*Do this*. Rewrite the items from the line with "hand in the photo above." through the end of the items, replacing "pink knit beanie" with "gray wool cap" and keeping everything else the same. Leave the pictures out.

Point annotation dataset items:
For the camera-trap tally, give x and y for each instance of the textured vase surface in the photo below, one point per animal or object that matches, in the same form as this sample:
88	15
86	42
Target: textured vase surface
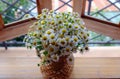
57	70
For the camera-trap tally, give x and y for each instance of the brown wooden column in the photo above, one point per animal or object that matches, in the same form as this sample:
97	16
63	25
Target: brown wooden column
78	6
1	23
41	4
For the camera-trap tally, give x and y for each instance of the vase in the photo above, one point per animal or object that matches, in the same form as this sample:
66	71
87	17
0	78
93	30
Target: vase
57	70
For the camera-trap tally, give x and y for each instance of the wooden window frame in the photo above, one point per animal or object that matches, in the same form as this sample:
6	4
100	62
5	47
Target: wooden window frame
12	30
18	28
94	24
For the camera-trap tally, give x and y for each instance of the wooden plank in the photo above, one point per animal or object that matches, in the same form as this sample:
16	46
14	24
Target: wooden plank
41	4
93	52
86	67
15	29
1	23
20	63
78	6
105	29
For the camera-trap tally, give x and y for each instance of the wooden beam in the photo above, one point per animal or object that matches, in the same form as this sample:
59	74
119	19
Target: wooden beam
20	63
105	29
15	29
1	23
41	4
78	6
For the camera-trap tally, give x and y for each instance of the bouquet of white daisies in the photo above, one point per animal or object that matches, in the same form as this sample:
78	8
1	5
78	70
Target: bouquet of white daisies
57	34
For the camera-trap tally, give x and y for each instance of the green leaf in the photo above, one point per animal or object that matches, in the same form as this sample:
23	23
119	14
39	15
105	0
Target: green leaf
45	53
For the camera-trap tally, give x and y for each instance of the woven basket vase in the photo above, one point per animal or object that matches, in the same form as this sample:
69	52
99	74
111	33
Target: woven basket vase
57	70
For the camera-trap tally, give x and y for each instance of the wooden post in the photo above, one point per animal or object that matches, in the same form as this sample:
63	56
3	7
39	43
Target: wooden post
79	6
1	23
41	4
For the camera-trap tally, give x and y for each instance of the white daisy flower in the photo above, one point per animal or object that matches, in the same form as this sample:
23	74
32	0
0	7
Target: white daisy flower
67	38
50	31
45	38
62	42
51	49
55	57
63	31
76	27
67	50
52	36
70	59
75	39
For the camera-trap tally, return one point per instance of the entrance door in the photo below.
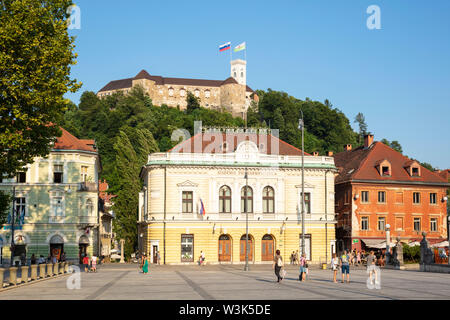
(250, 248)
(267, 244)
(224, 248)
(155, 254)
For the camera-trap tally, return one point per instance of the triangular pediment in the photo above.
(187, 183)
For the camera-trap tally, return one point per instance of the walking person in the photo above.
(94, 263)
(334, 266)
(303, 267)
(145, 267)
(86, 263)
(345, 266)
(371, 259)
(277, 265)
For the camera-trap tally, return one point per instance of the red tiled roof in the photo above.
(127, 83)
(69, 142)
(360, 164)
(210, 144)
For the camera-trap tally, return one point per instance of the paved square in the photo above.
(222, 282)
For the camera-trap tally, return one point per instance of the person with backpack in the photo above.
(277, 265)
(345, 266)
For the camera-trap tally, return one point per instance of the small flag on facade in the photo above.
(240, 47)
(202, 208)
(225, 46)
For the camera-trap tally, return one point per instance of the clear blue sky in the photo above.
(398, 77)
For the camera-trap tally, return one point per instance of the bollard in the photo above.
(33, 272)
(42, 271)
(13, 276)
(24, 277)
(2, 271)
(49, 270)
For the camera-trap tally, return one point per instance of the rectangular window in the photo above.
(20, 210)
(416, 197)
(364, 196)
(399, 223)
(21, 177)
(83, 173)
(187, 248)
(399, 197)
(58, 173)
(187, 201)
(417, 226)
(381, 223)
(381, 197)
(433, 197)
(307, 202)
(433, 224)
(365, 223)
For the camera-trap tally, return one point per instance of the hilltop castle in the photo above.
(233, 94)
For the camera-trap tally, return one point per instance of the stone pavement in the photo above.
(230, 282)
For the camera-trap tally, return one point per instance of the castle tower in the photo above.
(239, 71)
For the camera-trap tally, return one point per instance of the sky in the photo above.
(398, 76)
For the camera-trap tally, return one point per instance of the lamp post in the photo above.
(301, 125)
(246, 220)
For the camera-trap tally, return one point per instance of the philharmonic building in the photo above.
(196, 197)
(231, 94)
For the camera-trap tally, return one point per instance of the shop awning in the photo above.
(376, 243)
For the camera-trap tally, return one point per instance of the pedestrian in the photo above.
(86, 263)
(371, 266)
(345, 266)
(334, 266)
(277, 265)
(303, 267)
(145, 267)
(94, 263)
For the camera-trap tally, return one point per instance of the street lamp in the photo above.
(246, 220)
(301, 125)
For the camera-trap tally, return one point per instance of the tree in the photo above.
(5, 202)
(361, 120)
(193, 102)
(35, 60)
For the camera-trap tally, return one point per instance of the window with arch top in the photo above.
(246, 199)
(225, 199)
(268, 200)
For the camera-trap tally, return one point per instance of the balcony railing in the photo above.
(88, 187)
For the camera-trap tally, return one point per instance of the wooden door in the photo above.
(267, 248)
(224, 248)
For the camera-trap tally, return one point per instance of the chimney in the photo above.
(368, 140)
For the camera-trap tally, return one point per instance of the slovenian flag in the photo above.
(240, 47)
(202, 208)
(225, 46)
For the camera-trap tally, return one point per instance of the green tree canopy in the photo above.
(35, 60)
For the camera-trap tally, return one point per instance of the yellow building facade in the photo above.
(197, 197)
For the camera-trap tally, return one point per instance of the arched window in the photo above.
(225, 200)
(89, 207)
(268, 200)
(246, 194)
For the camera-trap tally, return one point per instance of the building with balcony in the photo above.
(56, 203)
(196, 197)
(378, 186)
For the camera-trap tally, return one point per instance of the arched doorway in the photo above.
(83, 245)
(267, 244)
(56, 246)
(224, 248)
(250, 248)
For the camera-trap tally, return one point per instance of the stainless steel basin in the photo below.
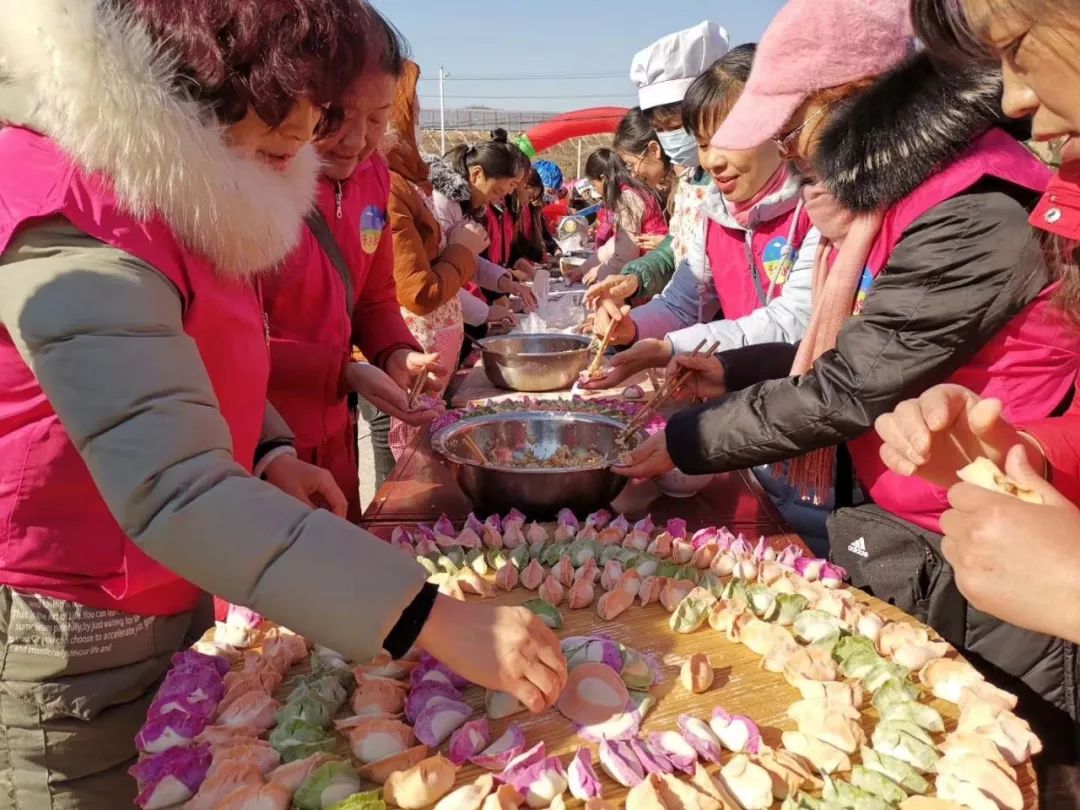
(535, 363)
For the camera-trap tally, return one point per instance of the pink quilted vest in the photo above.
(1030, 365)
(750, 268)
(57, 538)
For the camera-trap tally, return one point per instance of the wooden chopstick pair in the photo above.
(669, 389)
(595, 365)
(417, 388)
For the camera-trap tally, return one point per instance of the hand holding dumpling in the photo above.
(1013, 559)
(508, 649)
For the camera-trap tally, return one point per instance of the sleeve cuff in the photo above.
(412, 621)
(685, 443)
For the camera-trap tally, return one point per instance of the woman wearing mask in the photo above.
(929, 250)
(133, 424)
(754, 200)
(1033, 41)
(337, 291)
(663, 72)
(532, 242)
(636, 143)
(466, 181)
(631, 211)
(754, 207)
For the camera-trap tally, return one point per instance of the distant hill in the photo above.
(473, 124)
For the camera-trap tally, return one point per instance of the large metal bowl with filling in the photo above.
(537, 462)
(535, 363)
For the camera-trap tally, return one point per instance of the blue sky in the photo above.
(553, 39)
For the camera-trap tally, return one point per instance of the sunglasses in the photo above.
(785, 143)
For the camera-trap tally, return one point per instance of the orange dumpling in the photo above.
(377, 739)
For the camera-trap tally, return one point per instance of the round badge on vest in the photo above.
(373, 221)
(773, 260)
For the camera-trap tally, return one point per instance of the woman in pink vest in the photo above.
(1036, 42)
(337, 291)
(631, 210)
(156, 164)
(926, 273)
(921, 436)
(747, 274)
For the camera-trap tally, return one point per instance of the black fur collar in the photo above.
(885, 143)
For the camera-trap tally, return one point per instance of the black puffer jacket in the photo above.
(957, 277)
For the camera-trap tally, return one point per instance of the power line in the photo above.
(525, 97)
(524, 77)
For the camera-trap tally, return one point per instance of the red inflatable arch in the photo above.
(592, 121)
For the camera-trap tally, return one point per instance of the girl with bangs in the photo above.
(156, 163)
(337, 292)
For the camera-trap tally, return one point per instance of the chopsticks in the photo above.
(417, 388)
(471, 444)
(669, 389)
(960, 448)
(595, 365)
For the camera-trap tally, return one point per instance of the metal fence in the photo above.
(484, 119)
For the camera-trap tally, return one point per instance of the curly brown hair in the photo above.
(944, 28)
(235, 55)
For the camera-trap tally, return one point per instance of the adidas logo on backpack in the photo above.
(860, 548)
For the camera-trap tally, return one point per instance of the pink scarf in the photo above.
(741, 212)
(851, 237)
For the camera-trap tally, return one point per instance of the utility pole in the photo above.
(442, 108)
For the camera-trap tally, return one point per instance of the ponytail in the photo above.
(605, 164)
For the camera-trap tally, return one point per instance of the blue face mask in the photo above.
(680, 146)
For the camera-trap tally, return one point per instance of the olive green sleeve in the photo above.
(103, 333)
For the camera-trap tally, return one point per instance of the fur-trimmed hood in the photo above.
(94, 81)
(883, 144)
(447, 181)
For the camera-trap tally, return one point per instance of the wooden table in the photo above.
(474, 388)
(741, 686)
(421, 488)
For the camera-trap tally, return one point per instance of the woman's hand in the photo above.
(1013, 559)
(500, 314)
(405, 365)
(644, 354)
(309, 484)
(616, 287)
(648, 460)
(610, 314)
(379, 389)
(509, 286)
(706, 379)
(923, 436)
(471, 237)
(504, 648)
(524, 270)
(648, 242)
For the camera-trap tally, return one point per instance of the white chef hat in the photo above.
(664, 70)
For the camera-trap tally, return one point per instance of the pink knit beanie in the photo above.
(812, 45)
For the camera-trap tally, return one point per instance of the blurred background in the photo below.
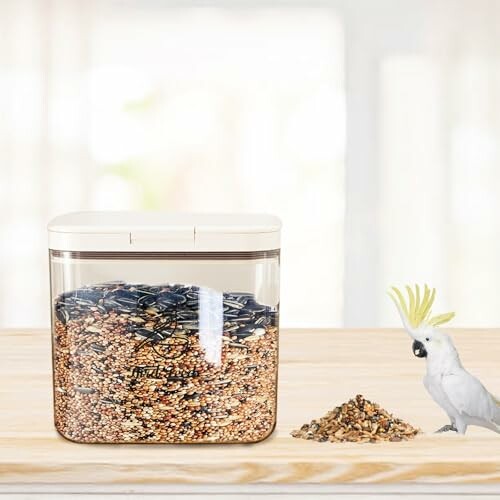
(371, 128)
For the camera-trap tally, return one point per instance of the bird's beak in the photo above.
(419, 349)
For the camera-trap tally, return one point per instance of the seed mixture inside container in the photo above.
(166, 363)
(357, 421)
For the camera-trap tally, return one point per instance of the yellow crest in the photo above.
(418, 310)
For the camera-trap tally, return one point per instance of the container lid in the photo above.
(163, 232)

*Completed exercise*.
For the camera-trap tally, return one point per instance of the woman's hand in the photo above.
(1013, 559)
(500, 314)
(405, 365)
(644, 354)
(309, 484)
(616, 287)
(648, 460)
(610, 314)
(379, 389)
(509, 286)
(706, 379)
(923, 436)
(471, 237)
(504, 648)
(524, 270)
(648, 242)
For the camera-trap tally, return one point per instance of the white chef hat in the photo above.
(664, 70)
For the camera-trap tally, return one point per instance of the gray wool cap in the photo above.
(812, 45)
For the camera-trap tally, return one point per instance of the blurred background in the photo below.
(371, 128)
For the camera-trap tally, return one point per instance of the bird's beak in the photo above.
(419, 349)
For the camera-trap tally, return one point per instance of the seed mixture inside container in the photo above.
(166, 363)
(357, 421)
For the camera-trap tally, return one point per instance of the yellow crest in the photo above.
(418, 310)
For the camera-trap tally, return one point per instance of the container lid in the photo above.
(163, 232)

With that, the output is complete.